▶ _Problem description_:
Set down the lines below exactly as they stand, please. Go from the first through the one containing "Query: building window".
[Source data — start]
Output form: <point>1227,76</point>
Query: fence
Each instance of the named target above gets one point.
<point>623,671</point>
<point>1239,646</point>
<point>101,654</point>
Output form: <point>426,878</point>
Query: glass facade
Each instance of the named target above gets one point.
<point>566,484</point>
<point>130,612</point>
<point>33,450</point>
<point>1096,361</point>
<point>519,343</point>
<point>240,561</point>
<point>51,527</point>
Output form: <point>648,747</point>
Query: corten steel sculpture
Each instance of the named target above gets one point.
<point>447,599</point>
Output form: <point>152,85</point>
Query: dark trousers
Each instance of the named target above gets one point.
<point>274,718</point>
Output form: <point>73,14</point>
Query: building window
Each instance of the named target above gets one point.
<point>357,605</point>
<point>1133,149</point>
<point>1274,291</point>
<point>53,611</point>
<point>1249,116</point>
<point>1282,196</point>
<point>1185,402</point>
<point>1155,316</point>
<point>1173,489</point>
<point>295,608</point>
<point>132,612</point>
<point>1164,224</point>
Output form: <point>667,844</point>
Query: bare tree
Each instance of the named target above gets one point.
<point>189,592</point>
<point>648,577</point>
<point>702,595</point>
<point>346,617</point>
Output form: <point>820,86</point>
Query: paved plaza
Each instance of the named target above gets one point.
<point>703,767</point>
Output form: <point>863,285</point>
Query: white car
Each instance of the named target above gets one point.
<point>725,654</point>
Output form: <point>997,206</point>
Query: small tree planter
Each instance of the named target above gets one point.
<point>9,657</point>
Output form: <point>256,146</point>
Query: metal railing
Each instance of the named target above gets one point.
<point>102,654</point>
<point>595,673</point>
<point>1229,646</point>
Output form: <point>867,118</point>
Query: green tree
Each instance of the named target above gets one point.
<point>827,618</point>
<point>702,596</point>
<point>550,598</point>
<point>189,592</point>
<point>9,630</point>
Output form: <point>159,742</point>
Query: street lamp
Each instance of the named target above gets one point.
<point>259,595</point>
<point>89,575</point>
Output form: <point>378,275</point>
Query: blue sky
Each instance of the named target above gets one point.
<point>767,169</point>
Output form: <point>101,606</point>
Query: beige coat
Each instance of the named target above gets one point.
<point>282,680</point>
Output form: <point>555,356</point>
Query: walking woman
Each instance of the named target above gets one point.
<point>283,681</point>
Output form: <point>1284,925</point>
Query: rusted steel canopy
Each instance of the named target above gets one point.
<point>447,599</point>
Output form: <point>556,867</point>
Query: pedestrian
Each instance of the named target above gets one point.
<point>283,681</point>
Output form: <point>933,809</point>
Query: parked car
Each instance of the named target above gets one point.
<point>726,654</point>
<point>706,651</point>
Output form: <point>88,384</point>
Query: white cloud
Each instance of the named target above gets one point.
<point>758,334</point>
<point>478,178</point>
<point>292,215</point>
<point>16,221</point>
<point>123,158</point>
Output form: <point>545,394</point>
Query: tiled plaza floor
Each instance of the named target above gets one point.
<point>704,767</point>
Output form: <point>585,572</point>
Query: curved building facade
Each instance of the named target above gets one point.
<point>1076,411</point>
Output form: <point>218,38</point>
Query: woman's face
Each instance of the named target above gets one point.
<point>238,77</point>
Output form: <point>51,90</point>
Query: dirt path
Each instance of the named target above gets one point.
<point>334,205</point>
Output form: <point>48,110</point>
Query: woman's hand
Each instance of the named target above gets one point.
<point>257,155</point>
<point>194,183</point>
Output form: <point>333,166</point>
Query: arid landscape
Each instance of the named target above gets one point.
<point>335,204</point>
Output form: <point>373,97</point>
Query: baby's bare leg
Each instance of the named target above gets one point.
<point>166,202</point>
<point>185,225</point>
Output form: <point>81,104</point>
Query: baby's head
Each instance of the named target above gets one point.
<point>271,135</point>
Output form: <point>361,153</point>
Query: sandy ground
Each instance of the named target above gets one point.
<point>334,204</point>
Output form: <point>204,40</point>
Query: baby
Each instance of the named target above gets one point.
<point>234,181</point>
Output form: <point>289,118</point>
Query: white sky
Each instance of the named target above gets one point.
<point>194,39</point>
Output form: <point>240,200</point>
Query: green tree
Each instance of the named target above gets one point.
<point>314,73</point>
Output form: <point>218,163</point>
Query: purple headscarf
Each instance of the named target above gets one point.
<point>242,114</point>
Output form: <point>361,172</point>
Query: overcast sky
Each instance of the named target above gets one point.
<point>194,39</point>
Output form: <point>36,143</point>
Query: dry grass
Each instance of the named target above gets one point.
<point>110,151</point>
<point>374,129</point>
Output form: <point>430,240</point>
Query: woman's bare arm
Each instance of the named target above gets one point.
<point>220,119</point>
[Source data — finish]
▶ _Solution to this task_:
Output form: <point>1227,76</point>
Query: fence
Each instance of the named target above gets one point.
<point>623,671</point>
<point>1239,646</point>
<point>101,654</point>
Output form: <point>426,878</point>
Query: glass facade
Each instance of the named target above gets one point.
<point>566,484</point>
<point>130,612</point>
<point>33,450</point>
<point>1096,361</point>
<point>519,343</point>
<point>240,561</point>
<point>51,527</point>
Output form: <point>648,747</point>
Query: corten steel sculpture
Each instance of the named target above gets one point.
<point>447,599</point>
Output form: <point>152,85</point>
Query: dark trousers
Each instance of the named target above gets one point.
<point>274,718</point>
Output form: <point>73,14</point>
Query: building window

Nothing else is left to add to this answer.